▶ _Stated task_
Please write out the records below again, substituting "place a marker" for each "set a pin" and leaving everything else as it is.

▶ _Supplied entries_
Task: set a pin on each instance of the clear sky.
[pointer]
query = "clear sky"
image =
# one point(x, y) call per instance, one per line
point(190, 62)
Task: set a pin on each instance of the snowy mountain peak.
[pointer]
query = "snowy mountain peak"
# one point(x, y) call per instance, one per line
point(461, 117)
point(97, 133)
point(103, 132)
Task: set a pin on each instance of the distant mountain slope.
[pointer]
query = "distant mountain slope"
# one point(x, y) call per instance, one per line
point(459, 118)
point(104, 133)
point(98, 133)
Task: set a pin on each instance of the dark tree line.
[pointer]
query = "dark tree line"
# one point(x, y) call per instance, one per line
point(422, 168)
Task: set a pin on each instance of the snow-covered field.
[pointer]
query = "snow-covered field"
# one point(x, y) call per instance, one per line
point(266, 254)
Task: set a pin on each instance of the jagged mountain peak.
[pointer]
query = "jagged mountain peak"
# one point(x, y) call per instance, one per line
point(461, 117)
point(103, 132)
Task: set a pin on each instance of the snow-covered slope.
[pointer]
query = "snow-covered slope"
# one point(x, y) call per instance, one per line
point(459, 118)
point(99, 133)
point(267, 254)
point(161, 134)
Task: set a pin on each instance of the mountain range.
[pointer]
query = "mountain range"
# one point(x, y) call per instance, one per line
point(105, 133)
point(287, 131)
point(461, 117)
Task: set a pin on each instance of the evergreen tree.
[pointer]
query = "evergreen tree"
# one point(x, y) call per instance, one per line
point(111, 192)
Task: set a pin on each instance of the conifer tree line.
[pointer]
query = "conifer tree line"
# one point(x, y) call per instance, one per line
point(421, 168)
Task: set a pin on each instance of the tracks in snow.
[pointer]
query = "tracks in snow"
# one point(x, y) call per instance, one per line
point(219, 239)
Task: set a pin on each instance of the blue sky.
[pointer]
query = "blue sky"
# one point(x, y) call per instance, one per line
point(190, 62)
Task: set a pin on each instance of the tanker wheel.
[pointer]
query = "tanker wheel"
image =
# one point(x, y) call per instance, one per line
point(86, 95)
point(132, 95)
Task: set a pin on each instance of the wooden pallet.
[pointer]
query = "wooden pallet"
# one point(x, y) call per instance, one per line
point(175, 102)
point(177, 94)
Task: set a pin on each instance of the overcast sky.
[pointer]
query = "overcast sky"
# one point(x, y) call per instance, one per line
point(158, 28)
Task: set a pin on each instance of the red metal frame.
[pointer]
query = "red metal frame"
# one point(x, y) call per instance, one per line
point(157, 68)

▶ _Answer in full_
Task: place a marker on each instance of the clear sky.
[pointer]
query = "clear sky"
image =
# one point(x, y) call per instance, one per line
point(190, 62)
Task: place a marker on each instance of the snowy mountain peak.
[pointer]
query = "snowy mountain peak"
# one point(x, y) call per instance, one per line
point(461, 117)
point(97, 133)
point(103, 132)
Task: place a marker on each instance of the distant mountain slope.
[pointer]
query = "distant mountain slope"
# one point(x, y) call per instance, one per line
point(459, 118)
point(104, 133)
point(98, 133)
Task: place a marker on each instance of the dark tree line.
[pointer]
query = "dark tree line"
# one point(x, y) call per instance, one per line
point(422, 168)
Task: place a marker on each instance of the snow-covered field.
[pointer]
query = "snow-covered field"
# one point(x, y) call per instance, one per line
point(266, 254)
Task: place a marker on each instance of the jagged mountain peak.
[pointer]
query = "jagged mountain peak"
# one point(x, y) call per instance, one per line
point(461, 117)
point(103, 132)
Task: place a marker on each instance of the snow-covered slope.
[pointer]
query = "snow-covered slope"
# one point(x, y) call per instance, one per line
point(459, 118)
point(99, 133)
point(267, 254)
point(161, 134)
Task: place a marker on each instance of the mountain range.
[pointer]
query = "mountain range"
# one point(x, y) call per instance, one per line
point(105, 133)
point(287, 131)
point(461, 117)
Task: place a marker on each instance of the evergreen tree.
[pointer]
query = "evergreen tree"
# one point(x, y) call per instance, one per line
point(111, 192)
Task: place a marker on each instance of the conifer tree line.
[pointer]
query = "conifer tree line"
# one point(x, y) call per instance, one per line
point(421, 168)
Task: place a marker on each instance of the tracks in snow.
[pointer]
query = "tracks in snow"
# one point(x, y) call per instance, one per line
point(219, 239)
Task: place a marker on each instance of the blue sky.
[pointer]
query = "blue sky"
# one point(x, y) call per instance, one per line
point(190, 62)
Task: place a marker on each instance of the tanker wheel.
[pointer]
query = "tanker wheel"
image =
# one point(x, y) call per instance, one per line
point(86, 95)
point(132, 95)
Task: place a marker on each instance of the wooden pallet.
[pointer]
query = "wooden pallet"
# one point(x, y) call per instance, one per line
point(175, 102)
point(177, 94)
Task: place a marker on each instance of the overcast sky.
[pointer]
query = "overcast sky"
# one point(x, y) call per instance, one per line
point(158, 28)
Task: place a marker on each instance of the red metal frame.
[pointer]
query = "red metal frame"
# one point(x, y) call per instance, one per line
point(157, 68)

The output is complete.